## Task to complete:
The lines to copy run from the one containing "Target: magenta skirt" to the end of the records below; repeat them exactly and include nothing else.
========
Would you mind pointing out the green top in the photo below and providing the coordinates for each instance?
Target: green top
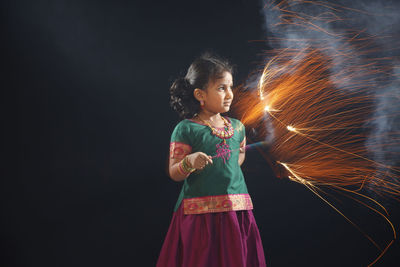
(219, 178)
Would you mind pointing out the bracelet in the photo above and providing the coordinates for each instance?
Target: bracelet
(185, 166)
(181, 169)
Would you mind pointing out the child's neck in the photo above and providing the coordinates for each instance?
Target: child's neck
(213, 118)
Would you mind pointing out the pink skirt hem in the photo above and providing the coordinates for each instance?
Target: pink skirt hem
(223, 239)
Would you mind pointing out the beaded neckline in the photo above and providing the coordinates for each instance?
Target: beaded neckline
(200, 123)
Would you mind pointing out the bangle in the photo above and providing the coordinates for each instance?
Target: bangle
(181, 168)
(186, 167)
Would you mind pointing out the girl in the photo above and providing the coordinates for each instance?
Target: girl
(213, 223)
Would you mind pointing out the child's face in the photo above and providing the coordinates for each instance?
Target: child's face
(219, 95)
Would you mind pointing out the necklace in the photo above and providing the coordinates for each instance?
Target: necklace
(222, 149)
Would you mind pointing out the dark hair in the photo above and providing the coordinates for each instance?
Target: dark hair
(204, 69)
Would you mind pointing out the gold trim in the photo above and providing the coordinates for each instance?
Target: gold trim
(221, 203)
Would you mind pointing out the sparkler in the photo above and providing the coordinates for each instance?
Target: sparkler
(320, 115)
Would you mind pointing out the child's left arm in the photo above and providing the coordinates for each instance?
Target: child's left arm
(242, 151)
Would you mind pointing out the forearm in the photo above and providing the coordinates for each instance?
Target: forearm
(176, 173)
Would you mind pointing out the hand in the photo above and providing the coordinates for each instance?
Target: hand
(199, 160)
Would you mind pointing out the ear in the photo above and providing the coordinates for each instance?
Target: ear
(199, 94)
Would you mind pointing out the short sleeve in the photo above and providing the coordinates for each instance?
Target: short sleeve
(180, 143)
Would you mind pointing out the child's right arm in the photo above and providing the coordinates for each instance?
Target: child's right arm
(196, 161)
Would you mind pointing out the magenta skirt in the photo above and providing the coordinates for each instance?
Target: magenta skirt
(223, 239)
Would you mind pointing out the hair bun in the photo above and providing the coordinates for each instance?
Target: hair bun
========
## Your response:
Target: magenta skirt
(223, 239)
Would you mind pointing out the hair bun in the photo above and providing the coordinates for each instance?
Target: hair bun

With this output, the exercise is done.